EXERCISE AIM
List each distinct scripture reference, given by book, chapter, and verse, that the passage on the Eucharist below cites.

Saint Paul’s doctrine of the believer’s participation in Christ finds its high point in the Apostle’s doctrine of the Eucharist, which he called “the Supper of the Lord” (1 Cor 11:20) or “the Breaking of the Bread” (Acts 20:7). Some time before a.d. 100, the ritual of the Lord’s Supper came to be known as the Eucharist. We find the term Eucharist being applied to the Lord’s Supper in the early late first-century Christian document, the Didache: “Now as regards the Eucharist, give thanks after this manner…” There are two reasons for why the Lord’s Supper came to be known as the Eucharist. The first is that the Greek word eucharistia means “giving thanks.” The earliest use of eucharistia in the context of the Lord’s Supper is from the writings of Saint Paul. Paul uses a Greek form of the word eucharistia in 1 Cor 11:24 when he describes how the Lord’s Supper was celebrated:
And when he had given thanks (Greek: eucharistésas or “eucharisted”), he broke it, and said, “This is my body which is for you. Do this in remembrance of me” (1 Cor 11:24).
Saint Paul’s First Epistle to the Corinthians was written in about a.d. 57 and so the Apostle’s account of the Eucharist is the earliest testimony to the ritual and beliefs surrounding the Lord’s Supper. The accounts of the Lord’s Supper found in the Matthew, Mark, and Luke were composed sometime after a.d. 57 and so Paul’s description in the eleventh chapter of First Corinthians is the oldest. Less than one hundred years after the death of Saint Paul, we find Saint Justin Martyr writing to the pagan Emperor Antonius Pius (a.d. 138-161) in order to explain the way in which Christians at this time celebrated the Eucharist:
On the day we call the day of the sun [i.e. Sunday], all who dwell in the city or country gather in the same place.
The memoirs of the apostles and the writings of the prophets are read, as much as time permits. When the reader has finished, he who presides over those gathered admonishes and challenges them to imitate these beautiful things.

MATERIAL SUPPLIED
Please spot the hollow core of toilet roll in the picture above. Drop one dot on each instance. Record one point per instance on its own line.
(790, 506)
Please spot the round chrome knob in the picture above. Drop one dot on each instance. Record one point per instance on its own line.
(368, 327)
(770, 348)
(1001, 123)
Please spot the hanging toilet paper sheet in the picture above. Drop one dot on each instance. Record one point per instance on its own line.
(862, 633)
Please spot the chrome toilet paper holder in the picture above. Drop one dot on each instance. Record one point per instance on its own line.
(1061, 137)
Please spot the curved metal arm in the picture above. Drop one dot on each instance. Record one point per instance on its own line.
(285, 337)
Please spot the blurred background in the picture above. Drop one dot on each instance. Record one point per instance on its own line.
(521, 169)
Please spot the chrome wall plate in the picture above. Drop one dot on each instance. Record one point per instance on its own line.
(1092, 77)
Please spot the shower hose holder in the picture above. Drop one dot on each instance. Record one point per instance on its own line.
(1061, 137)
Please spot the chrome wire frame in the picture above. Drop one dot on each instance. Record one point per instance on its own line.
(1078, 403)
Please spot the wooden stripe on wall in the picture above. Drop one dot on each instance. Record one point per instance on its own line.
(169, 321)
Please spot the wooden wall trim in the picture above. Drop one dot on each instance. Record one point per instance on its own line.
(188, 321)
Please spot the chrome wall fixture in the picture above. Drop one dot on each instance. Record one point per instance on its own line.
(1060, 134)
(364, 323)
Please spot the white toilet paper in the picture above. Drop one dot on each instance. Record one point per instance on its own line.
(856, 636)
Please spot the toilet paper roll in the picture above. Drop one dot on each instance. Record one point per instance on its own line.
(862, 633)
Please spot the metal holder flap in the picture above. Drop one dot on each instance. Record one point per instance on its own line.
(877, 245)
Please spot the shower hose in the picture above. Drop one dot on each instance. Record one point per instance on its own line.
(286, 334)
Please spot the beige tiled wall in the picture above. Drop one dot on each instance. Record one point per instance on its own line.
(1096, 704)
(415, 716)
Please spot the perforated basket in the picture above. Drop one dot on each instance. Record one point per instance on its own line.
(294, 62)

COMPLETED TASK
1 Cor 11:20; Acts 20:7; 1 Cor 11:24